== Rows

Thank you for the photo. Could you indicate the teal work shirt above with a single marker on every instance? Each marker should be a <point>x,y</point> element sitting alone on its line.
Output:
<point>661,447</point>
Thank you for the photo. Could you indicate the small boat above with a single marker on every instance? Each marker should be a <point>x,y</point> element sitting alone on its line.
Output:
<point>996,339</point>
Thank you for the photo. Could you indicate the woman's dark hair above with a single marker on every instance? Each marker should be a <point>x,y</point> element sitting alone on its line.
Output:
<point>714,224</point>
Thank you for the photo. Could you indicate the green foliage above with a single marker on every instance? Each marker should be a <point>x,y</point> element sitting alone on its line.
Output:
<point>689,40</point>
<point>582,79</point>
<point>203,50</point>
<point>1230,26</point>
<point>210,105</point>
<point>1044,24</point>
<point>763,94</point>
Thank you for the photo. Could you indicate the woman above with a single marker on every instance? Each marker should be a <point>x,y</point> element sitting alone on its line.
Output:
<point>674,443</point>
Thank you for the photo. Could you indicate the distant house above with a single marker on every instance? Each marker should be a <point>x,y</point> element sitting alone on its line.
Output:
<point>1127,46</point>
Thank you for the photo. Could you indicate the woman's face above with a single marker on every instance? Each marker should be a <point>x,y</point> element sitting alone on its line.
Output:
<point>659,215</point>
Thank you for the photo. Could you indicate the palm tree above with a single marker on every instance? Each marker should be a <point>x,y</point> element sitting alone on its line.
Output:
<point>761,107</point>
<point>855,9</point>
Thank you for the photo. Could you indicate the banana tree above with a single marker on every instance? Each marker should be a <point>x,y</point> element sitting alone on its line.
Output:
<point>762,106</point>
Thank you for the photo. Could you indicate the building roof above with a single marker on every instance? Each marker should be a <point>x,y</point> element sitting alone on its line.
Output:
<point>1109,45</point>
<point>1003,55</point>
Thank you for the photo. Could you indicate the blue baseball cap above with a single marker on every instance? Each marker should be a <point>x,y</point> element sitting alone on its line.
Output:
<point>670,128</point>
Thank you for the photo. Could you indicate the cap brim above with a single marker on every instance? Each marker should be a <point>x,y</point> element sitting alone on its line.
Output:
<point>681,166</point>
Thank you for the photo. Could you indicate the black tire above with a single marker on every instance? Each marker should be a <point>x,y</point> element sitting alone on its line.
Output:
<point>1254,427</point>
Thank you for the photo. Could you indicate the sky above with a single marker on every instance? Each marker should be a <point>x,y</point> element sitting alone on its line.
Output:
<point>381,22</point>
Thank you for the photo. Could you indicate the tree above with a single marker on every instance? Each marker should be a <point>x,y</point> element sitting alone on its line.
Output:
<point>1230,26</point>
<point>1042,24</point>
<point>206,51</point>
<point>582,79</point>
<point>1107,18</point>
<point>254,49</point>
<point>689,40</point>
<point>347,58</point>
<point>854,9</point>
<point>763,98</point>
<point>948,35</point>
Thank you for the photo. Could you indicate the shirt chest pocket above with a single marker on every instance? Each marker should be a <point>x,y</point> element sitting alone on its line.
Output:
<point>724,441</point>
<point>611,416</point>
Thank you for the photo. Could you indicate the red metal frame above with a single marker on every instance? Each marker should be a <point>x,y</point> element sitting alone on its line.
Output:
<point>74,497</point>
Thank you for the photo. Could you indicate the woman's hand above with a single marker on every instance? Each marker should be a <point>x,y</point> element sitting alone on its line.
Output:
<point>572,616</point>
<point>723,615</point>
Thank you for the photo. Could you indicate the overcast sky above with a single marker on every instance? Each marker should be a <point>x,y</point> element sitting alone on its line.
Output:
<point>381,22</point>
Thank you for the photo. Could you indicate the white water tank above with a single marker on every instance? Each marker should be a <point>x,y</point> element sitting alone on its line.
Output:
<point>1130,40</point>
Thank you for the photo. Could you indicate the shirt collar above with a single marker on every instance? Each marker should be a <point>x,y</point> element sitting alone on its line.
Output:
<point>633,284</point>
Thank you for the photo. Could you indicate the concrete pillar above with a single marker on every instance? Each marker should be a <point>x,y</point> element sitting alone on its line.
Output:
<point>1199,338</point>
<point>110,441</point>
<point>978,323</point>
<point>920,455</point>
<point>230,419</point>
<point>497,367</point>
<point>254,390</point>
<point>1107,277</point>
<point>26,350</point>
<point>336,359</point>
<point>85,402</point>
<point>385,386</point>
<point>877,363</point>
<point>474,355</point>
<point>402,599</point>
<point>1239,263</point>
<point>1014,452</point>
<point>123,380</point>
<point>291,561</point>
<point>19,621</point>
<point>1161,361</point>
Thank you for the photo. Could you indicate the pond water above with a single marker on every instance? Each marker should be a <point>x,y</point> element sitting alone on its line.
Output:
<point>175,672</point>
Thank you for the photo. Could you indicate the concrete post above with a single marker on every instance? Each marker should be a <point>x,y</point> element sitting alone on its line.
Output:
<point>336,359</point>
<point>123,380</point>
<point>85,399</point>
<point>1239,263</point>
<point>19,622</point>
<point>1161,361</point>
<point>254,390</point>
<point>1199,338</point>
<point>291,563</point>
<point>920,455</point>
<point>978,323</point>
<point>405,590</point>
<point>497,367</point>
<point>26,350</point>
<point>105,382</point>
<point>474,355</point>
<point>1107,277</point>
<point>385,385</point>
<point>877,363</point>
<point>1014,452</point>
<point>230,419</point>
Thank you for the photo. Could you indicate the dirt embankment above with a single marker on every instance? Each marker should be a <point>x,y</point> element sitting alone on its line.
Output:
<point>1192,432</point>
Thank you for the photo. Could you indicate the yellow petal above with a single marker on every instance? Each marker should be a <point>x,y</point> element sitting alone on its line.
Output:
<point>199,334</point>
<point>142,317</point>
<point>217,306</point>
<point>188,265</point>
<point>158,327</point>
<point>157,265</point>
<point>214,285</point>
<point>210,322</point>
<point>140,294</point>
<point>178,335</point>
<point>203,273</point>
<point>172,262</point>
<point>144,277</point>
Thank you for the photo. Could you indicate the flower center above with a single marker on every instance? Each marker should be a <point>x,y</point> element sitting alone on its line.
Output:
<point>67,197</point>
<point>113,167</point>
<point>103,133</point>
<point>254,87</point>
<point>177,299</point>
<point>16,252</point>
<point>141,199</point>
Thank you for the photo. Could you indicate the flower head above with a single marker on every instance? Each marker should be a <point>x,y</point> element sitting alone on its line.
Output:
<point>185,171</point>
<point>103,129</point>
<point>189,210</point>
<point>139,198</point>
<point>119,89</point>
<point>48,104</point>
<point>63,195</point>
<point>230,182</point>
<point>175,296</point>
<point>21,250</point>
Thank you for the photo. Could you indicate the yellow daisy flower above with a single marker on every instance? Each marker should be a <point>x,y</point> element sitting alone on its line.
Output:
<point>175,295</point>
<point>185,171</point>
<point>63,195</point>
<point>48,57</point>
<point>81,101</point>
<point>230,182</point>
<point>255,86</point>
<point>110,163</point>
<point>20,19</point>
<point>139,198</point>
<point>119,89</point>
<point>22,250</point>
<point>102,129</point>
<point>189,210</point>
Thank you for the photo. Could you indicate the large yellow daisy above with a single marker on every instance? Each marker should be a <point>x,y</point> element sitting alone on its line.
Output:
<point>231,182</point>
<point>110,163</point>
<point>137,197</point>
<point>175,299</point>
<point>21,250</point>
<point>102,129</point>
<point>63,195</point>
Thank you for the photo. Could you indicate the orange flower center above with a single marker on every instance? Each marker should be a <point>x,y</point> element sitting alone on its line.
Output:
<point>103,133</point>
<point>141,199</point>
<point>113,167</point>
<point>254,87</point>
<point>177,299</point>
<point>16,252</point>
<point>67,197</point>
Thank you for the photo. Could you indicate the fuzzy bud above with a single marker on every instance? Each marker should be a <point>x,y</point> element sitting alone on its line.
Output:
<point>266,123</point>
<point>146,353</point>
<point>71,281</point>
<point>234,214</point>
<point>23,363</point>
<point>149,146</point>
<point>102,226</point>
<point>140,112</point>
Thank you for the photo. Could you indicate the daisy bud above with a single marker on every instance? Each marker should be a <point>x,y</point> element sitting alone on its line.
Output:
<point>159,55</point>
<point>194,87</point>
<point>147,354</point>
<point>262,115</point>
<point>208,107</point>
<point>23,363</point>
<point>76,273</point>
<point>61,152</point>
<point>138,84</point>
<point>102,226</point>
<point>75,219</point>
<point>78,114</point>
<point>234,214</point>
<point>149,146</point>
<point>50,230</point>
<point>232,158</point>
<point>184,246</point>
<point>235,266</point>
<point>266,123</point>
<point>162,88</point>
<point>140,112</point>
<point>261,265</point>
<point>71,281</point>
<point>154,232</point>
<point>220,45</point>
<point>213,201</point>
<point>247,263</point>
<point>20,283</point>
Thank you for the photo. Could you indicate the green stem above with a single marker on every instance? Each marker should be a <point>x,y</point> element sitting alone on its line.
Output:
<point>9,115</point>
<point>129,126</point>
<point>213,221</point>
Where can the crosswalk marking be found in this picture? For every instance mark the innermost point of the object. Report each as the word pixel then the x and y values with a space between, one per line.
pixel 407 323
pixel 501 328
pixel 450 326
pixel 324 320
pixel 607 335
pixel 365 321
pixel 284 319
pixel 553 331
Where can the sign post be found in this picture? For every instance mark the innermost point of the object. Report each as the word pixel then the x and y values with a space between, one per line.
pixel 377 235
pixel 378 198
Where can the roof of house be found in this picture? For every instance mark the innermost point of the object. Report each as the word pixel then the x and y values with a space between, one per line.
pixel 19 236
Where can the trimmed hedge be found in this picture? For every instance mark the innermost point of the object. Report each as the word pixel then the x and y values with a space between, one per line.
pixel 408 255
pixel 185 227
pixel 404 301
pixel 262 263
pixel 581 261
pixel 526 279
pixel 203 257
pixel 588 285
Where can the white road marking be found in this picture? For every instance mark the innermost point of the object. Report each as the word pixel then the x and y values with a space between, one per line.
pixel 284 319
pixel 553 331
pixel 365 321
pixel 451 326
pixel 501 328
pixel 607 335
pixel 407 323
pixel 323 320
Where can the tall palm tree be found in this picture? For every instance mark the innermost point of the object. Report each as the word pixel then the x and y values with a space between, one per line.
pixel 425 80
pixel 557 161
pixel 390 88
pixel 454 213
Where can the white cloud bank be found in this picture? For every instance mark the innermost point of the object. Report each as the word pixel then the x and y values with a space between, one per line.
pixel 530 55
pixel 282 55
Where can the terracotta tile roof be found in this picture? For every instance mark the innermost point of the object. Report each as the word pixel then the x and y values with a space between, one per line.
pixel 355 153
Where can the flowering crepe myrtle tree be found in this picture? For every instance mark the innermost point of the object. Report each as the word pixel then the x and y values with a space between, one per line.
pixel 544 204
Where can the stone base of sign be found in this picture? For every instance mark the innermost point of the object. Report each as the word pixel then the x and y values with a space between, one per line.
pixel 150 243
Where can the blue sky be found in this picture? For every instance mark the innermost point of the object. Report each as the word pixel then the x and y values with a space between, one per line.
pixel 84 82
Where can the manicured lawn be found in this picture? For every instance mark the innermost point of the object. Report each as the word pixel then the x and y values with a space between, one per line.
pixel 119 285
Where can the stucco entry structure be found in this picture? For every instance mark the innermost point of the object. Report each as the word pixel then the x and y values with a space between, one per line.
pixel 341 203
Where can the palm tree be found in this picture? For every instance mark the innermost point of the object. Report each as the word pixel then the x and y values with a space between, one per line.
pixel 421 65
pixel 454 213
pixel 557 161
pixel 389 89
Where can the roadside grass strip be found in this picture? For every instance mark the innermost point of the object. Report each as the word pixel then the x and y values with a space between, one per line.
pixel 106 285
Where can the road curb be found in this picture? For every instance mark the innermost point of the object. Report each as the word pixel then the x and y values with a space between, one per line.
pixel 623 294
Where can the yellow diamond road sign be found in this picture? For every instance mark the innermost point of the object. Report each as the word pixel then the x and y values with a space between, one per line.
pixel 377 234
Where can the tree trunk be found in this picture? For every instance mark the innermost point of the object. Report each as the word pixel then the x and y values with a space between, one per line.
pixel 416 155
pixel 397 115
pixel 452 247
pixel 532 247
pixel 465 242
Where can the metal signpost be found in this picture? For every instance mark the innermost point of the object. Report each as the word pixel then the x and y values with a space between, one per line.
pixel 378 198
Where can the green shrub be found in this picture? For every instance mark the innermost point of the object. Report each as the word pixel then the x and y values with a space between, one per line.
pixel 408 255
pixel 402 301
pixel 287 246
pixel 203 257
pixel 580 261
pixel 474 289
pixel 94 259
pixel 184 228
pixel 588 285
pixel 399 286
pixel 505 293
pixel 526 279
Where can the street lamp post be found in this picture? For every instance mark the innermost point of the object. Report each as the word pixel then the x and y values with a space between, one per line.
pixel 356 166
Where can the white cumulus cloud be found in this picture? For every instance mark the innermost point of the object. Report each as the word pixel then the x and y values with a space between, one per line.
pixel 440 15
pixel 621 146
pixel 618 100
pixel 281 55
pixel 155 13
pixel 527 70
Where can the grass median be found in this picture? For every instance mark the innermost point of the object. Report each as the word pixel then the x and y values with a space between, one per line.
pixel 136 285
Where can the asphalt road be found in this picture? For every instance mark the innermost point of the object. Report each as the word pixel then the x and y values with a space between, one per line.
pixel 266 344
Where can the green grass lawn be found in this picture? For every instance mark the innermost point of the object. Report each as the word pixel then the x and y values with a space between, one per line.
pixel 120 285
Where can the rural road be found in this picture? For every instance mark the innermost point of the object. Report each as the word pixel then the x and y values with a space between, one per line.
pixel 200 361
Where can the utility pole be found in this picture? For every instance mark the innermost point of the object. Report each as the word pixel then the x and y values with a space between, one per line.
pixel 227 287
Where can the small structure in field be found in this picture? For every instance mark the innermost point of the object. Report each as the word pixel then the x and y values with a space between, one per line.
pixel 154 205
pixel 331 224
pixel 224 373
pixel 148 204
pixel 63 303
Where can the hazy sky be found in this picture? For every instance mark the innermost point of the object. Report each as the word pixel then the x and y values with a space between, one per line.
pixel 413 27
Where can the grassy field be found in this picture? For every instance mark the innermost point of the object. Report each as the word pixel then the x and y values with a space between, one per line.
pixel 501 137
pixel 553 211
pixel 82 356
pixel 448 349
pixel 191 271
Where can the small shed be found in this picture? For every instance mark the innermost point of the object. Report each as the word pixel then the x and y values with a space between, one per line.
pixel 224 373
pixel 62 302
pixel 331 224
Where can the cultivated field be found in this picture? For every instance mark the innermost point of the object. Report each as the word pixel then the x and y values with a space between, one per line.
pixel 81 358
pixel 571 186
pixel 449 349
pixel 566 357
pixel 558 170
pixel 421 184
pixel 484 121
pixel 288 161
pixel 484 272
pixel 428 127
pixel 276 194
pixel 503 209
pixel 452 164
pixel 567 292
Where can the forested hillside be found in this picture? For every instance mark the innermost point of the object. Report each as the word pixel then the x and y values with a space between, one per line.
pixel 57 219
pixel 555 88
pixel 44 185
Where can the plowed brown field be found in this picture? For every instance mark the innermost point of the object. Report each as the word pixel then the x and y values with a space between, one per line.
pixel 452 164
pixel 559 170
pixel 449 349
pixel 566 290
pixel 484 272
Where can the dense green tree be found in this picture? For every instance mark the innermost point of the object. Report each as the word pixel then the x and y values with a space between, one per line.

====

Written request
Reproduce verbatim the stretch of material from the line containing "Where can the stone" through the line containing "pixel 623 294", keeping both of those lines.

Final result
Where can the stone base of sign be found in this picture? For every instance mark the innermost point of the object. Report each as the word pixel then the x and y values with a space between, one per line.
pixel 150 243
Where can the blue sky be found in this picture? For every instance mark the innermost point of the object. Report each as the word pixel then the x and y values with a space between, one per line.
pixel 84 82
Where can the manicured lawn be found in this picture? For every instance mark the innermost point of the object. Report each as the word pixel then the x and y values with a space between, one per line.
pixel 119 285
Where can the stucco entry structure be found in this picture? For every instance mark the innermost point of the object. Report each as the word pixel then the x and y values with a space between, one per line.
pixel 341 203
Where can the palm tree be found in this picture? For every instance mark the innermost point of the object. Report each as the word pixel then the x and y values with a space between, one per line.
pixel 421 65
pixel 454 213
pixel 557 161
pixel 389 89
Where can the roadside grass strip be found in this picture? For every instance mark the innermost point of the object. Report each as the word pixel then the x and y values with a space between, one per line.
pixel 106 285
Where can the road curb be found in this picture? For every instance mark the innermost point of the object. Report each as the word pixel then the x and y values with a space between, one per line.
pixel 623 294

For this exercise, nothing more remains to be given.